* _Extract provided_:
* * *

# Hey Mama!



## Cosy (Feb 9, 2006)

Mama, dees aren't MY cwothes in dis bag awah day? You awmost thru dis dot dwess away once.
(she's a bit shaggy but I love this little snotty expression)


----------



## jenniferhope423 (Jun 25, 2007)

She is just too cute in her dot dress! :wub:


----------



## Sandcastles (Jul 7, 2010)

I just LOVE Cosy - she is without doubt, the Vogue girl of the Maltese world!


----------



## maltlovereileen (Jan 19, 2009)

She's adorable!!!! You ain't seen shaggy if you think that's shaggy lol!!!


----------



## Matilda's mommy (Jun 1, 2005)

:smootch::heart:Hey Cosy girl, awntie wuvs you:heart::smootch:


----------



## Snowbody (Jan 3, 2009)

Dots too cute, Ms. Cosy. :wub::wub:I think mommy just wanted to see you in it again. And so did we. (((sigh)))


----------



## Cosy (Feb 9, 2006)

I had that dress in a bin I was going to toss! It had never been worn. I think I bought it years ago for a little maltese rescue that was sick . Ava wore one like it the other day and it started me thinking I might have it somewhere. Guess I should go thru that bin again. LOL


----------



## Bailey&Me (Mar 8, 2010)

Sandcastles said:


> I just LOVE Cosy - she is without doubt, the Vogue girl of the Maltese world!


I agree...Cosy is gorgeous! Hey Brit, ever think of entering Cosy in America's Next Top Maltese...I bet she'd win hands down  hehe


----------



## suzimalteselover (Mar 27, 2006)

* * *

Saved data entries
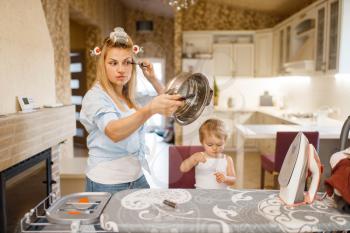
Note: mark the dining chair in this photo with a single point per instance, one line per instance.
(177, 154)
(273, 163)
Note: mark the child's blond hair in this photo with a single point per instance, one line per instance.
(214, 127)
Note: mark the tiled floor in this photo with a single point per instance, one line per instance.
(158, 161)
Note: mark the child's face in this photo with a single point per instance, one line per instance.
(213, 145)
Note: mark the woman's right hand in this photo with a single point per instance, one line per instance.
(165, 104)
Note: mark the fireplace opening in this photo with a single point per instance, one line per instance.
(22, 187)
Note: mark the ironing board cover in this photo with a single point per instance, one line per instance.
(214, 211)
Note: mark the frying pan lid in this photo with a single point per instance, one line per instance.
(195, 89)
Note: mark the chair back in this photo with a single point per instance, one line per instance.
(177, 154)
(283, 142)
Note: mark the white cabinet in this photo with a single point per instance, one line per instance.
(197, 42)
(333, 34)
(263, 53)
(195, 65)
(223, 59)
(243, 60)
(234, 60)
(320, 48)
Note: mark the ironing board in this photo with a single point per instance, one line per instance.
(217, 211)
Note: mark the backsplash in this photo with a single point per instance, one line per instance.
(300, 94)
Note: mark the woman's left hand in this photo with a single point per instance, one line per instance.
(147, 69)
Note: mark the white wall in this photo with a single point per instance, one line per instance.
(26, 53)
(303, 94)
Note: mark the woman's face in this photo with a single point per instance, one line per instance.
(118, 65)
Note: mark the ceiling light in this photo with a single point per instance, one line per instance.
(181, 4)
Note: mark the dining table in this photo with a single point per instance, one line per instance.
(220, 210)
(329, 136)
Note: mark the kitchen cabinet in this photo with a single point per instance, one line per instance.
(327, 36)
(333, 35)
(195, 43)
(320, 56)
(201, 65)
(263, 53)
(223, 60)
(235, 60)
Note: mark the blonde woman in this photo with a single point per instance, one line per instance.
(114, 120)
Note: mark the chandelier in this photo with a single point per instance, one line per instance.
(181, 4)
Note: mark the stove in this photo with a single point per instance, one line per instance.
(78, 212)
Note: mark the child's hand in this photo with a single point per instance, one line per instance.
(220, 177)
(200, 157)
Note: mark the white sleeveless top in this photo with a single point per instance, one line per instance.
(204, 173)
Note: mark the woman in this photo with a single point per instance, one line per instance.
(115, 121)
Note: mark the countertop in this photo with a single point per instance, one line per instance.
(286, 115)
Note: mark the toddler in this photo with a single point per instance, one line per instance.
(213, 169)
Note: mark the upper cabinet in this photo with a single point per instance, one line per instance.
(229, 53)
(315, 40)
(236, 60)
(263, 53)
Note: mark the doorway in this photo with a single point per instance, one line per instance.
(78, 78)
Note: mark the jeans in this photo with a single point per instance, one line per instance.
(140, 183)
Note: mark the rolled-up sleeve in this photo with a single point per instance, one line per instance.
(98, 110)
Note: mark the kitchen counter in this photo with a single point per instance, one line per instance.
(285, 115)
(329, 142)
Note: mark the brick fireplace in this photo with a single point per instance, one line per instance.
(30, 146)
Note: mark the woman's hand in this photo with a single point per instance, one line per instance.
(165, 104)
(147, 69)
(148, 72)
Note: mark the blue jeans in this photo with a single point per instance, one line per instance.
(140, 183)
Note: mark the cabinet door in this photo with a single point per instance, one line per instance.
(243, 60)
(333, 35)
(223, 59)
(204, 66)
(263, 54)
(281, 46)
(276, 51)
(321, 18)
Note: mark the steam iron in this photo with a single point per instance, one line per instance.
(300, 161)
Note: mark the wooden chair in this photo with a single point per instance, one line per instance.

* * *

* _Set tasks_:
- A) In the forum thread, where had the dot dress been kept before Cosy wore it?
- B) Output the passage of the forum thread from "## Matilda's mommy" to "did we. (((sigh)))", word for word.
The records were drawn from a separate source.

* _Answers for the tasks_:
- A) In a bin that was going to be tossed.

- B)
## Matilda's mommy (Jun 1, 2005)

:smootch::heart:Hey Cosy girl, awntie wuvs you:heart::smootch:


----------



## Snowbody (Jan 3, 2009)

Dots too cute, Ms. Cosy. :wub::wub:I think mommy just wanted to see you in it again. And so did we. (((sigh)))